Stored data entries:

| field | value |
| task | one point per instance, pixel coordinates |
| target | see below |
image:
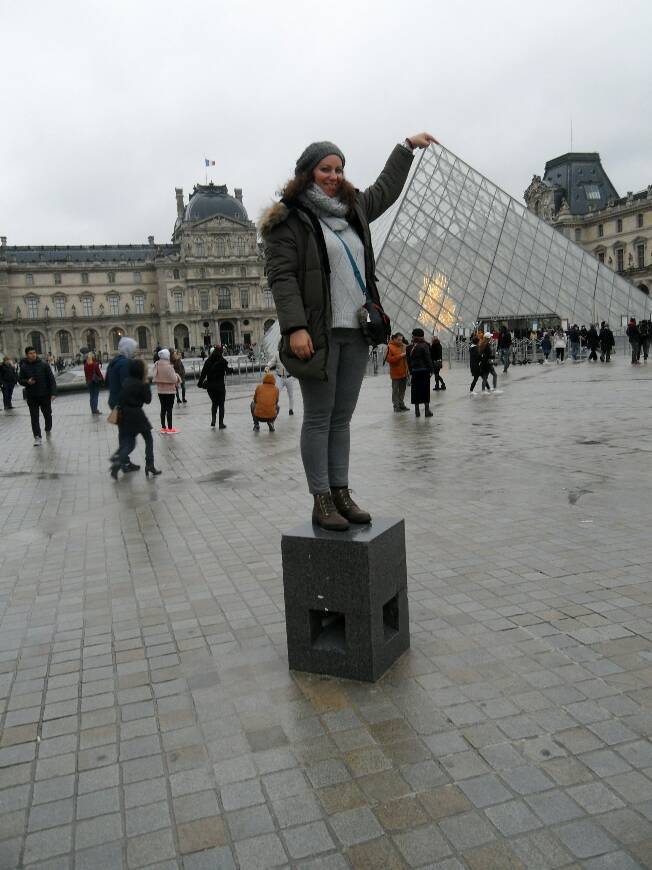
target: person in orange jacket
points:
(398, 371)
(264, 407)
==
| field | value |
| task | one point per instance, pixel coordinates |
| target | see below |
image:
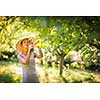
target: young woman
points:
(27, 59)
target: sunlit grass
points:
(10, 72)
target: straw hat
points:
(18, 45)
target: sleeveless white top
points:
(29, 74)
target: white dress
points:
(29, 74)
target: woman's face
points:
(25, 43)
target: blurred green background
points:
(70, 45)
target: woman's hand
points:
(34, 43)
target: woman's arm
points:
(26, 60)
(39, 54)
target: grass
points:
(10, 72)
* * *
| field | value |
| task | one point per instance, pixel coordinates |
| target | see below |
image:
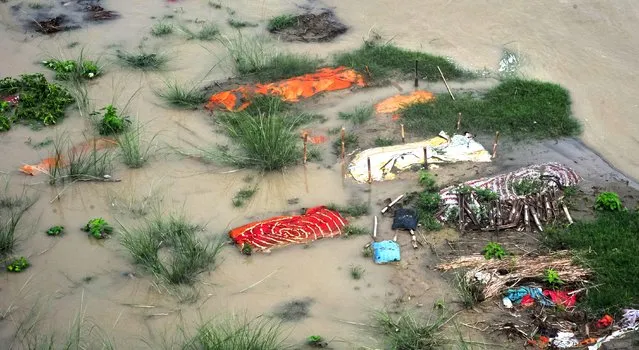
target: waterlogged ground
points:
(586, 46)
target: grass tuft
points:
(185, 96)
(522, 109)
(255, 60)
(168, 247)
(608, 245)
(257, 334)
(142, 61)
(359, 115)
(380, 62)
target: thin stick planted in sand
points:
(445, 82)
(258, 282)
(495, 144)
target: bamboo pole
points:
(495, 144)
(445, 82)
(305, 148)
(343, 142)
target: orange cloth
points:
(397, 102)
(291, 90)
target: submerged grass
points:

• **Task brief**
Return every line of the records in which the word "white" is found.

• **Written solution**
target: sleeveless white top
target: white dress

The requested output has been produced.